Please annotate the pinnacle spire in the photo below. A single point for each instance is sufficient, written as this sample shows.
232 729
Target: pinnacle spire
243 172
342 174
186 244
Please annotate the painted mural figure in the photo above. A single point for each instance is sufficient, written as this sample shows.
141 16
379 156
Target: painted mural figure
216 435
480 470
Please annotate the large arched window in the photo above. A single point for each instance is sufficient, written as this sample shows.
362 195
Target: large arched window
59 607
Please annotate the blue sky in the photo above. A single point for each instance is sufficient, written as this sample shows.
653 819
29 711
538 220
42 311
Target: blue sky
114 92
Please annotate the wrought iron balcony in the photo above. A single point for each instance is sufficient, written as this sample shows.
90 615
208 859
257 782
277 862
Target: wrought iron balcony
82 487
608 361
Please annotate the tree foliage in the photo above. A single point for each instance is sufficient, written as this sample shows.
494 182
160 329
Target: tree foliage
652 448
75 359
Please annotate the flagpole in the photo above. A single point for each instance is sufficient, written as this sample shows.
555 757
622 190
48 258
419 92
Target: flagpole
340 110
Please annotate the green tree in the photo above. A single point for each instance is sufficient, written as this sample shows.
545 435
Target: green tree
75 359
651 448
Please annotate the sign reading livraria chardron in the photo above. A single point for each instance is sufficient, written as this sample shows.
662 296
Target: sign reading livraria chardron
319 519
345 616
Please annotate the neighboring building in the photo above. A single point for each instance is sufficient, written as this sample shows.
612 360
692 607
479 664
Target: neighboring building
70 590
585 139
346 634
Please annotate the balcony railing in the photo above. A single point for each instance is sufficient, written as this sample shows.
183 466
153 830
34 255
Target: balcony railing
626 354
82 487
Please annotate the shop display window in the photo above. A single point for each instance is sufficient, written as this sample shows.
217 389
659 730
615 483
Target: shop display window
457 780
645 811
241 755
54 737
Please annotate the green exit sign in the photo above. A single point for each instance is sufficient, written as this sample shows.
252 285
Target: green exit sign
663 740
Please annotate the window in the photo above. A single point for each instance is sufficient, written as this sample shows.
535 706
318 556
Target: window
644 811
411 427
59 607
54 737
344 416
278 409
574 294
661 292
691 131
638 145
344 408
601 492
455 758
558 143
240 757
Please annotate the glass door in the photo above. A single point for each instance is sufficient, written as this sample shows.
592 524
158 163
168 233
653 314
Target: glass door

# Work to be completed:
The only thing to give is how many lines of the listing include the word "glass".

# Answer section:
2